(Segmentation mask data)
- - - -

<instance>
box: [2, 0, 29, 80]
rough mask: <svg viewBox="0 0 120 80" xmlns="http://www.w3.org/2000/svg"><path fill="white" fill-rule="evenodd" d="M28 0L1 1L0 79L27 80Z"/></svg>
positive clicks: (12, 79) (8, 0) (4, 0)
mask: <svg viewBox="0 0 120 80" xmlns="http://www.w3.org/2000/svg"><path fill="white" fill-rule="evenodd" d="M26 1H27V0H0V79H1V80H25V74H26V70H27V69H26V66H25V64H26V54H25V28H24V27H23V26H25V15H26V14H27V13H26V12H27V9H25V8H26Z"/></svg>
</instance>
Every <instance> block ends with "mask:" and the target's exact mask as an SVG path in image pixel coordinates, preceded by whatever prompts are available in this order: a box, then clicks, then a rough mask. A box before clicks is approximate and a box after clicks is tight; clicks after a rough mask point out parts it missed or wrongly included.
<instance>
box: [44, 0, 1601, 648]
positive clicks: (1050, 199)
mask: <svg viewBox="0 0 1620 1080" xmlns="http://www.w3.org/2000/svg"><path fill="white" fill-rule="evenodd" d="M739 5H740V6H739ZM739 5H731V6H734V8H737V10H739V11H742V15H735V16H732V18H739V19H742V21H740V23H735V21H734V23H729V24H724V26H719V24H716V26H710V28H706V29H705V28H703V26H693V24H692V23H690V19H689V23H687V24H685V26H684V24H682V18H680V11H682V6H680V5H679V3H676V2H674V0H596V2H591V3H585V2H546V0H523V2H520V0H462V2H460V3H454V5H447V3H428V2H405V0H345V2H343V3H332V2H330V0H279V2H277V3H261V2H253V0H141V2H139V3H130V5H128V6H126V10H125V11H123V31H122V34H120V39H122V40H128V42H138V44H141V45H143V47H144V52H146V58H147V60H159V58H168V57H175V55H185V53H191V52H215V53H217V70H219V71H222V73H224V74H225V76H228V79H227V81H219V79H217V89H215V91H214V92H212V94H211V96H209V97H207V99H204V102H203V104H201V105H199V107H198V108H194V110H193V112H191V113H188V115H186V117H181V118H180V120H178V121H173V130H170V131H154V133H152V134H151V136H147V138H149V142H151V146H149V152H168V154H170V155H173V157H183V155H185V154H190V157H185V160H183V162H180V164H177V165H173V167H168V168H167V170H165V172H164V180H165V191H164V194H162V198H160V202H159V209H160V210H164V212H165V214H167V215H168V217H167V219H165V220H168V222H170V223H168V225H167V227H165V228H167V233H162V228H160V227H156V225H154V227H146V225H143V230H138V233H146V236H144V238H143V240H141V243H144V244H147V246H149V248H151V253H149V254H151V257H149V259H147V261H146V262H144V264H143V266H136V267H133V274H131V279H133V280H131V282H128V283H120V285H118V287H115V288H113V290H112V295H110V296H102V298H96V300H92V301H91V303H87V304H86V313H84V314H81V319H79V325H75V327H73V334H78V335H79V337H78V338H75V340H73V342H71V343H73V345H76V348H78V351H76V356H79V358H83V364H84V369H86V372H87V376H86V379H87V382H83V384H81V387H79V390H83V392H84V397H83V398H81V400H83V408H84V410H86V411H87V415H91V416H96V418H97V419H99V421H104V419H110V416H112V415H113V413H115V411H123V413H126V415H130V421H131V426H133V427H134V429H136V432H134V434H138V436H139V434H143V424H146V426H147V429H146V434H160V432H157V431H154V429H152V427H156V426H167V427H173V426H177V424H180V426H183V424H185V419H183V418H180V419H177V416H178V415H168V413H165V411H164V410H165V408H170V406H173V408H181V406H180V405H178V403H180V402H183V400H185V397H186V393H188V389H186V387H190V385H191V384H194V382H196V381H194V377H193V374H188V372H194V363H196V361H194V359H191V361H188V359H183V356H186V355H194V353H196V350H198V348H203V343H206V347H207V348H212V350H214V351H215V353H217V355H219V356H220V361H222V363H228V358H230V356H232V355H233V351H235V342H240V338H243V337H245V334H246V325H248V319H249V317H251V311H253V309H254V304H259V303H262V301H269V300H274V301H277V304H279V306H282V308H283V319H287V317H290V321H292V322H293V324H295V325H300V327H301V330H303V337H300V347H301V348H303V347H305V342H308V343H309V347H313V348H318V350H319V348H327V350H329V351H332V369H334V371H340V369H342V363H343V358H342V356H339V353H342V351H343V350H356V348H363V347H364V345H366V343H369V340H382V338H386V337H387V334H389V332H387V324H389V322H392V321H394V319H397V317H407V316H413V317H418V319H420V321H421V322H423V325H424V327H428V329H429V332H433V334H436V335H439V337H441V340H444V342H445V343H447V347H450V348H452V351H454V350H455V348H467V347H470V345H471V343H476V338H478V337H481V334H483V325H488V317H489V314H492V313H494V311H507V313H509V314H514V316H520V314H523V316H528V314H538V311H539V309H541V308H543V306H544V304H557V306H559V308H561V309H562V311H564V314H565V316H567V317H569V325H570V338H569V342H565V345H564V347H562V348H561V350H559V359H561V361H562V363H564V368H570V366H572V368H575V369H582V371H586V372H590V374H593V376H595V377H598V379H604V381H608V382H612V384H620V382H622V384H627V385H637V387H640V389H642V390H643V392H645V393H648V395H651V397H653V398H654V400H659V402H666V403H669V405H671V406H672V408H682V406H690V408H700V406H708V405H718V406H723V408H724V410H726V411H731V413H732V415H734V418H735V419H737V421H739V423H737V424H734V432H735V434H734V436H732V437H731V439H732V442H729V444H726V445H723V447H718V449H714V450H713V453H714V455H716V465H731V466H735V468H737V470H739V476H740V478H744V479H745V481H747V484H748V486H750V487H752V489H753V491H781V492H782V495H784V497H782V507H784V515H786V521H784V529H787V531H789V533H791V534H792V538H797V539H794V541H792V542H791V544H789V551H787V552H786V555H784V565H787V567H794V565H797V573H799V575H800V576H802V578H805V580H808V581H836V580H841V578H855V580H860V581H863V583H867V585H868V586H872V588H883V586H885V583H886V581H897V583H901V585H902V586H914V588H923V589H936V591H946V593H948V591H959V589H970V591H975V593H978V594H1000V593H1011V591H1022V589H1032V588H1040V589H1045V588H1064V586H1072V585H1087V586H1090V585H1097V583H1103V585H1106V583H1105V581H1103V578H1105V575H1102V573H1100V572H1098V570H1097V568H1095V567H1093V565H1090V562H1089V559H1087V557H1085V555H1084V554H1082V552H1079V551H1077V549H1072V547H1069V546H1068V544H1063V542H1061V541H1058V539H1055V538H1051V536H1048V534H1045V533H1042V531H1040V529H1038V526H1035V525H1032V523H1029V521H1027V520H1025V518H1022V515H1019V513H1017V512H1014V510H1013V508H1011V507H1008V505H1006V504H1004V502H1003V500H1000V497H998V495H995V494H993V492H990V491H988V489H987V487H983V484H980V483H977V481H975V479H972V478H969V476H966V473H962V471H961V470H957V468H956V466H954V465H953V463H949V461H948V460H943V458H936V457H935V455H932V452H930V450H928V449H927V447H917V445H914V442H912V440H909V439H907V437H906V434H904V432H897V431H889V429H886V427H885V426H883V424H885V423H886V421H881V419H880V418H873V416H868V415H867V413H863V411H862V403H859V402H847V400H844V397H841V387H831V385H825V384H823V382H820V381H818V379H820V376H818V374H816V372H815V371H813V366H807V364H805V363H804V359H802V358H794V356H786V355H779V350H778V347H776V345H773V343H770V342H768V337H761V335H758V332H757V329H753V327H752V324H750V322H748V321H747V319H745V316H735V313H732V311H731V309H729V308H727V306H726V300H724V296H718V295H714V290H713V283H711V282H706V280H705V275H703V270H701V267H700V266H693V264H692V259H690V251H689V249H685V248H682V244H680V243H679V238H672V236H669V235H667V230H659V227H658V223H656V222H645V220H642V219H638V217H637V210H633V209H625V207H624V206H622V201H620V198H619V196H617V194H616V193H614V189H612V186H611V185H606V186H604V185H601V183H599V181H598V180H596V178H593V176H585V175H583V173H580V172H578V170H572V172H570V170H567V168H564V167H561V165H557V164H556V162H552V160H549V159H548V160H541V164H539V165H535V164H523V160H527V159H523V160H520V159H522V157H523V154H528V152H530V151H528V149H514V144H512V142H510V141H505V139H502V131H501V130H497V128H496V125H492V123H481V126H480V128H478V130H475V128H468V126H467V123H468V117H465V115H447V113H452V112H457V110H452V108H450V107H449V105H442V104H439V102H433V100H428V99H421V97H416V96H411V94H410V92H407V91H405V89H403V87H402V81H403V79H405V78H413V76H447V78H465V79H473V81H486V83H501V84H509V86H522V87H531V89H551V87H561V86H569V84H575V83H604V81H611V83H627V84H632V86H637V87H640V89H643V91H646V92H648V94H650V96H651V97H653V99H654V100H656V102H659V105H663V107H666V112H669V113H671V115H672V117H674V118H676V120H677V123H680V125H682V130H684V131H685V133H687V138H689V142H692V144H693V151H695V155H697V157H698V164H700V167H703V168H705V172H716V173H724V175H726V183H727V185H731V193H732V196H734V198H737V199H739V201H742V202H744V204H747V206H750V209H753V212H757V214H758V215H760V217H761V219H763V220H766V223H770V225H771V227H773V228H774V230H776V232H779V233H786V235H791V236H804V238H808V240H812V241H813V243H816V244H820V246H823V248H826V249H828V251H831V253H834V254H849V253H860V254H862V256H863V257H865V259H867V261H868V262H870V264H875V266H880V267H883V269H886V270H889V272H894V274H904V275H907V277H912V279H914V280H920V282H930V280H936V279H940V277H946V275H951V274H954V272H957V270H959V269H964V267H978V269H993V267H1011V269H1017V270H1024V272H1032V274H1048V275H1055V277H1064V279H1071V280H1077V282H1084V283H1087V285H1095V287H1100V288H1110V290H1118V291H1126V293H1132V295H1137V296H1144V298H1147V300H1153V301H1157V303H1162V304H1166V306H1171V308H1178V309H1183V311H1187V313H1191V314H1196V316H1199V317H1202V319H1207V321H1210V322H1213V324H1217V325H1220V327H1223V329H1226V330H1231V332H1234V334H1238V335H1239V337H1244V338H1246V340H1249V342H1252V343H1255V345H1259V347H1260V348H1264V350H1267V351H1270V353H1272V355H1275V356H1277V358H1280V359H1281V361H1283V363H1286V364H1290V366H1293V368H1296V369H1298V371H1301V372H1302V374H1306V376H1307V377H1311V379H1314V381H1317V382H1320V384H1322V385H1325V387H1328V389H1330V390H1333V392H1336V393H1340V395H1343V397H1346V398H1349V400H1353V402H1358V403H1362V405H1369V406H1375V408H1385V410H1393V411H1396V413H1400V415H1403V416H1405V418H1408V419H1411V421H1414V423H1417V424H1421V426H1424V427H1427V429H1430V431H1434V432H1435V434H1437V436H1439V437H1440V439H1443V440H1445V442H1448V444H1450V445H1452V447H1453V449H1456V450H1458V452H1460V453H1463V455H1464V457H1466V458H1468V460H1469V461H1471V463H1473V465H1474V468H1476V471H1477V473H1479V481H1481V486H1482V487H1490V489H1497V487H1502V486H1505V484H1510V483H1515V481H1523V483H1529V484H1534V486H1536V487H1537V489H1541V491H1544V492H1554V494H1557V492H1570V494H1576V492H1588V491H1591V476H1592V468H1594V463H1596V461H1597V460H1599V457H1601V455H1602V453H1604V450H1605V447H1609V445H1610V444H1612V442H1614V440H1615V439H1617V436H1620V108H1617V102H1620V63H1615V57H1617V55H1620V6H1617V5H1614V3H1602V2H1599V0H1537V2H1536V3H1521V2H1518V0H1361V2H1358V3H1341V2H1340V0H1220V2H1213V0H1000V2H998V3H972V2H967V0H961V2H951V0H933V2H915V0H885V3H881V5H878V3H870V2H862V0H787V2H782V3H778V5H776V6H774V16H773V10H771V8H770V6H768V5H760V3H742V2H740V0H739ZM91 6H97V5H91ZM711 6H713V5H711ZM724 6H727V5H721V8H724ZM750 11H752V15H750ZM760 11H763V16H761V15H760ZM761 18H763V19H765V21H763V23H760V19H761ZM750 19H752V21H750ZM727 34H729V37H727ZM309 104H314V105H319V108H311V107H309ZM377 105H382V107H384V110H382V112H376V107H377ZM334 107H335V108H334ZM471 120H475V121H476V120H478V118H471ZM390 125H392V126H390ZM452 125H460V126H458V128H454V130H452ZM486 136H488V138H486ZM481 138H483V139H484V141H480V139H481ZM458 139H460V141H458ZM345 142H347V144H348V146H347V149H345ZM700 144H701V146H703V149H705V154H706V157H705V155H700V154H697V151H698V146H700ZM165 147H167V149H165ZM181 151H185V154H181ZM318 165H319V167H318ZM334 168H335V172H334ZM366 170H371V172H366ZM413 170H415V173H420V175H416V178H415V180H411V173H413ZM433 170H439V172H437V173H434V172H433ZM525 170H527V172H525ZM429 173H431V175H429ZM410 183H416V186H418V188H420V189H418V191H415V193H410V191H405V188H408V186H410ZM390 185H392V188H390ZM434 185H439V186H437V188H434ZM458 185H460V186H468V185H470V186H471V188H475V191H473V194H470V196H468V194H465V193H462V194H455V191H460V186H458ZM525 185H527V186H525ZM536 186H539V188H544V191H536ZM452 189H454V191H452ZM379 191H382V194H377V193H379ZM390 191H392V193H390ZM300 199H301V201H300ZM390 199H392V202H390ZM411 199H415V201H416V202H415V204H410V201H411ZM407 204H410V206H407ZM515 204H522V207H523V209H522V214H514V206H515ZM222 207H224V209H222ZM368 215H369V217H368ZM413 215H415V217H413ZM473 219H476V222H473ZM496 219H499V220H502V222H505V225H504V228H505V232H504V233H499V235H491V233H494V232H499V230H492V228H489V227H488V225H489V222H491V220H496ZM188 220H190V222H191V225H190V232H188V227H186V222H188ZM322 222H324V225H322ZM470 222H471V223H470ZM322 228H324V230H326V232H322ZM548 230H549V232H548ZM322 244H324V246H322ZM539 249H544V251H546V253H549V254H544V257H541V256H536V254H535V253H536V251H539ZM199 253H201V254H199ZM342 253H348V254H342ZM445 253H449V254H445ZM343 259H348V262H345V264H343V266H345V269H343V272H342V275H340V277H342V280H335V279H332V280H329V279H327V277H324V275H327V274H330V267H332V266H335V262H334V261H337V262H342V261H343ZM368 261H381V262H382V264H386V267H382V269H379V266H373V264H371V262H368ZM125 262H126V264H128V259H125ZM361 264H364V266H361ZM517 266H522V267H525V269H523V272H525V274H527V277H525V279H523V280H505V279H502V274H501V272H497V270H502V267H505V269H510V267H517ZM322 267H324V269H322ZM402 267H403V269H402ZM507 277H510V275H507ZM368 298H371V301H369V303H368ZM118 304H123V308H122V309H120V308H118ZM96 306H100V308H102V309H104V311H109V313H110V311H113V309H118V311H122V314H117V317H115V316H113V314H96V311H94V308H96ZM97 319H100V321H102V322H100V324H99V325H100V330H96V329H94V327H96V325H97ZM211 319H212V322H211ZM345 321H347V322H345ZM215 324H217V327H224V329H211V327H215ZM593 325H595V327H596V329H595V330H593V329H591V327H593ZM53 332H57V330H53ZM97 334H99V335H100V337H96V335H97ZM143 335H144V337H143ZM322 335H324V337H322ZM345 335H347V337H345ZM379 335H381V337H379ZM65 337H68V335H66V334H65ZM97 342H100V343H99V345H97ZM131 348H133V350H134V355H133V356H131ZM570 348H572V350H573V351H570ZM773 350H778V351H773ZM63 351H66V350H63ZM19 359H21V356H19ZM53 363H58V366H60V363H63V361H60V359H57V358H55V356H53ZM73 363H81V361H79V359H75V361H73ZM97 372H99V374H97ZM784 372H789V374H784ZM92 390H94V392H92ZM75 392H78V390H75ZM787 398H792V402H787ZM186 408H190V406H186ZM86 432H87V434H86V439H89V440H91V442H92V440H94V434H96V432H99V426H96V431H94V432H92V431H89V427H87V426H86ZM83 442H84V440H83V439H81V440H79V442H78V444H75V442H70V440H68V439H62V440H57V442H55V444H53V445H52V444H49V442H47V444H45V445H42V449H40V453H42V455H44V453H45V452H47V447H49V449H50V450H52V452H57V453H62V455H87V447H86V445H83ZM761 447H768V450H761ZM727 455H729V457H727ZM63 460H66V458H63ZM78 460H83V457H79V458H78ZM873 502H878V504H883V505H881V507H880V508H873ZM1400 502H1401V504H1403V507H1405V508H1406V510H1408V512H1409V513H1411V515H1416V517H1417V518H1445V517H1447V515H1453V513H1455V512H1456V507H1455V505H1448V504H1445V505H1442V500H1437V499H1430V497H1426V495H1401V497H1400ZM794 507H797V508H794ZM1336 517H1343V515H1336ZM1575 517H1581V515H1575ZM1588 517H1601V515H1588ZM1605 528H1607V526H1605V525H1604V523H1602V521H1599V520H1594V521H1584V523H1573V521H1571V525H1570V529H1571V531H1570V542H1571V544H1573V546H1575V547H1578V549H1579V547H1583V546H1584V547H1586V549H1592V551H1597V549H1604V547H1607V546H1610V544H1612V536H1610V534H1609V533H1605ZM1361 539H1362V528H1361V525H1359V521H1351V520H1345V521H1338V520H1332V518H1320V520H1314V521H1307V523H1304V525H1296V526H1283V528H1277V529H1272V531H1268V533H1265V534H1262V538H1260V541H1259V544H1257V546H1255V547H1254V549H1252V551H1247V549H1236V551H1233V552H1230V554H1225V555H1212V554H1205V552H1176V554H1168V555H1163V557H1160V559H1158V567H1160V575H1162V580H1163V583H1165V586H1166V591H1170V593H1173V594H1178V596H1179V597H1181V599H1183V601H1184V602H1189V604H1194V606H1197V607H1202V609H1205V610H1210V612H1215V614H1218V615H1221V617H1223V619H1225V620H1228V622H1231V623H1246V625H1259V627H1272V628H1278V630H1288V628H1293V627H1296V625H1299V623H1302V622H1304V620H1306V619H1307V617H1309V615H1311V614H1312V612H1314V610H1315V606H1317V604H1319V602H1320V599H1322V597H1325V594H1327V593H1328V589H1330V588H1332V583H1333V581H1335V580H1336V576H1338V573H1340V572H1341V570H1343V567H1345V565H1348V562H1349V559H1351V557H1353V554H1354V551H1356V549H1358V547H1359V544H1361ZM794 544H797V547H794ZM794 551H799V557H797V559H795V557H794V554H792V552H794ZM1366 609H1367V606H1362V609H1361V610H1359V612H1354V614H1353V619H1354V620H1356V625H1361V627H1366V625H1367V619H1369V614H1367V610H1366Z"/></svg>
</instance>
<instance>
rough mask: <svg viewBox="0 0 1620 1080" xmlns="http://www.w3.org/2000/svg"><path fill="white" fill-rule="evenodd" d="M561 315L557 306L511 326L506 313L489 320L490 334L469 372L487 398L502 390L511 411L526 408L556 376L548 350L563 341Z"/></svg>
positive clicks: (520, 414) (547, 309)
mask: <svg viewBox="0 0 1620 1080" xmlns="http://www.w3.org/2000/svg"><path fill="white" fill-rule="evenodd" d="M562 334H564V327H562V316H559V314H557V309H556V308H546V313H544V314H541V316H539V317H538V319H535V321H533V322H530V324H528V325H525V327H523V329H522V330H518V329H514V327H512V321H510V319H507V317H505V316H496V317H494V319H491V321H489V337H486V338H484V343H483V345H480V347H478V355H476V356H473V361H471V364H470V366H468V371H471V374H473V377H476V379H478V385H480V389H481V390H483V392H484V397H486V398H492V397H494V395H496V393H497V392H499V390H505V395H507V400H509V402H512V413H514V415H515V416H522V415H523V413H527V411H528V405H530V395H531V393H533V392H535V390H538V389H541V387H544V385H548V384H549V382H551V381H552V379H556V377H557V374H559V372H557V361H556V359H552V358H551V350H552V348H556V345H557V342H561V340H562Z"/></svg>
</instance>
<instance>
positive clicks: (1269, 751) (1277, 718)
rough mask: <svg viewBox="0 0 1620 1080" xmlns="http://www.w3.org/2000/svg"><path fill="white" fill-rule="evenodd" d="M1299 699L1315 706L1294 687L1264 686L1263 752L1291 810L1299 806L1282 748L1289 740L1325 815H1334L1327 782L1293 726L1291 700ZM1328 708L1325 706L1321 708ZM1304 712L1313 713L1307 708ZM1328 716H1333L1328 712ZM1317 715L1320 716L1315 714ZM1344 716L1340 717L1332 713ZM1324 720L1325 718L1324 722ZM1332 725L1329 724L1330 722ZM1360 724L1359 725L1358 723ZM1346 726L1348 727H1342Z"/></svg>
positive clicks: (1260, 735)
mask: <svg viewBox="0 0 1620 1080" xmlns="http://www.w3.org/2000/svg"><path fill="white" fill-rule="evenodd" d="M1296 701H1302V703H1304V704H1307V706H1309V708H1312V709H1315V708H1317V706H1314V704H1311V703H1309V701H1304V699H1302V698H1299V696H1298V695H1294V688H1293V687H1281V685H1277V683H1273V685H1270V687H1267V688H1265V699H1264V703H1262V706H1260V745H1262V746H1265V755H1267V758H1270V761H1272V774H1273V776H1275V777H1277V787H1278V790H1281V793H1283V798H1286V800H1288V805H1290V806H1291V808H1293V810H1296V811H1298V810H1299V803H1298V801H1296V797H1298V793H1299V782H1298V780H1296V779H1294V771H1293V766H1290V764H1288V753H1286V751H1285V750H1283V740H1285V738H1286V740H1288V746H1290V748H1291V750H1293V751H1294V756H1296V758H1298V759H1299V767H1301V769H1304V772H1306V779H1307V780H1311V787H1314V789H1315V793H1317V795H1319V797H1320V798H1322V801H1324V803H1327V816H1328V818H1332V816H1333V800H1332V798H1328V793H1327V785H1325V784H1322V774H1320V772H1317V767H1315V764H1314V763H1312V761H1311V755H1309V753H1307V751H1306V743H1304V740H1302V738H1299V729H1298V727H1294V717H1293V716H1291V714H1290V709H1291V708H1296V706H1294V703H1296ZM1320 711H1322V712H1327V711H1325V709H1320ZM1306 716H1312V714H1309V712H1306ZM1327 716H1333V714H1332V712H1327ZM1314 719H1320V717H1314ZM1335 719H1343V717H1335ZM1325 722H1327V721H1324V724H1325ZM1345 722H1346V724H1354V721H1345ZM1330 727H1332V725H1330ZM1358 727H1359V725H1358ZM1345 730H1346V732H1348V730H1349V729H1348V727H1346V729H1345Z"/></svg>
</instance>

- - - -

Reproduce the material verbatim, from its first line through the line containing "positive clicks: (1050, 199)", including both of those lines and nothing else.

<instance>
box: [2, 0, 29, 80]
rough mask: <svg viewBox="0 0 120 80" xmlns="http://www.w3.org/2000/svg"><path fill="white" fill-rule="evenodd" d="M28 0L1 1L0 79L27 80Z"/></svg>
positive clicks: (12, 79) (8, 0) (4, 0)
mask: <svg viewBox="0 0 120 80" xmlns="http://www.w3.org/2000/svg"><path fill="white" fill-rule="evenodd" d="M26 1H27V0H0V79H1V80H25V74H26V70H27V69H26V66H25V64H26V54H25V28H24V27H23V26H25V15H26V14H27V13H26V12H27V9H25V8H26Z"/></svg>
</instance>
Every <instance> block ends with "mask:" and the target's exact mask as an SVG path in image pixel coordinates, preceded by whatever prompts are available in this order: a box, then clicks, then a rough mask. A box before clicks is approximate and a box after clicks is tight; clicks after a rough mask point out parts it missed or wrongly included.
<instance>
box: [44, 0, 1601, 648]
positive clicks: (1050, 199)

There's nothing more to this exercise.